Stored items from a collection:
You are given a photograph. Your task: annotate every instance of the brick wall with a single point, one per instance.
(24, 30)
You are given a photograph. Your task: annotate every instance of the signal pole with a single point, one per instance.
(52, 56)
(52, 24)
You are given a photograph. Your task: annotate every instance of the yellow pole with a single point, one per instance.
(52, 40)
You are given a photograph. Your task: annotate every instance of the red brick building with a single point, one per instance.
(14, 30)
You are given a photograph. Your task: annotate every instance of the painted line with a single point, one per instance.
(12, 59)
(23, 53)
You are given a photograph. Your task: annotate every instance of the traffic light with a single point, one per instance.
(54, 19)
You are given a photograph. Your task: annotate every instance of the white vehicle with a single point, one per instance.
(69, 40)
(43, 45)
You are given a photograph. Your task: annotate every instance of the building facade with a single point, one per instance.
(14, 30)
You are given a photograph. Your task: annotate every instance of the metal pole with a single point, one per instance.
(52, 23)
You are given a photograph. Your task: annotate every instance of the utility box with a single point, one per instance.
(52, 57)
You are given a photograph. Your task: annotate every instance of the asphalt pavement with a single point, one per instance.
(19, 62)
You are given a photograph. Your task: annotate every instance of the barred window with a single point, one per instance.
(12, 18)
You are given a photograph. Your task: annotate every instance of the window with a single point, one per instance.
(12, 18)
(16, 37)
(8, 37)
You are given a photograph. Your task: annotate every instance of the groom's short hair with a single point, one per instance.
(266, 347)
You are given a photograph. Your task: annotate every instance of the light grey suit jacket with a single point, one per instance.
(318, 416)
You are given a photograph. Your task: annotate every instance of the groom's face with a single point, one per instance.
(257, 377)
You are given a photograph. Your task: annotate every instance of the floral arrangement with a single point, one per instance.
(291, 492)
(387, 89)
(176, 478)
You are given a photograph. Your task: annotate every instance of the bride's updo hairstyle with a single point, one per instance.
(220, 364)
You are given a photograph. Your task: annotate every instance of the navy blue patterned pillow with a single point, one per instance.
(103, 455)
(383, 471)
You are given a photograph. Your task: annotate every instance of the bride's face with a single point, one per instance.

■ **TRY IT**:
Please reproduce the records above in their entirety, exactly as given.

■ **WRITTEN RESPONSE**:
You are given a photograph. Your task: annotate every instance of the brick wall with a single point, one per instance.
(24, 30)
You are given a photograph. Your task: annotate every instance of the signal pole with a single point, one per instance.
(52, 56)
(52, 24)
You are given a photograph. Your task: annotate every instance of the yellow pole with a single point, one per instance.
(52, 40)
You are given a photograph. Your task: annotate every instance of the red brick building with a single point, one per instance.
(14, 30)
You are given a photograph. Your task: annotate every instance of the painted line with a single point, one per instance.
(12, 59)
(23, 53)
You are given a photograph. Your task: annotate every instance of the traffic light with a single point, one per instance.
(54, 19)
You are given a photograph. Your task: annotate every instance of the white vehicle with a single point, one per instance.
(69, 40)
(43, 45)
You are given a photograph. Your task: annotate every instance of the building facade with a single point, one per instance.
(14, 30)
You are given a photograph. Your task: annotate every instance of the metal pole with a single point, one per instance.
(52, 23)
You are given a photograph. Your task: annotate every instance of the utility box with a single point, one per instance.
(52, 57)
You are given a photograph. Your task: annotate every instance of the asphalt pavement with a single point, one per instance.
(19, 62)
You are given a photograph. Your task: annotate every instance of the barred window with a single point, one per instance.
(12, 18)
You are given a photograph. Your task: annotate every instance of the window with a single point, one per instance.
(12, 18)
(16, 37)
(8, 37)
You are given a photograph. Your task: annotate every instance of the groom's short hair with a single point, one per instance.
(266, 347)
You are given a photograph. Your task: annotate every instance of the light grey suit jacket with a single point, one per instance.
(318, 416)
You are given a photograph. Your task: annotate every instance of the groom's face with a single point, one per instance.
(257, 377)
You are given a photograph. Your task: annotate every instance of the floral arrangement with a single point, one per instance.
(291, 492)
(387, 89)
(176, 478)
You are given a photograph. Your task: annotate every instance of the bride's updo hairstyle with a single point, one per instance.
(220, 364)
You are given a photograph. Your task: annotate every instance of the navy blue patterned pillow with a single point, one per instance.
(103, 455)
(383, 471)
You are given a photograph. Your task: annotate every instance of the bride's face with a single point, one per instance.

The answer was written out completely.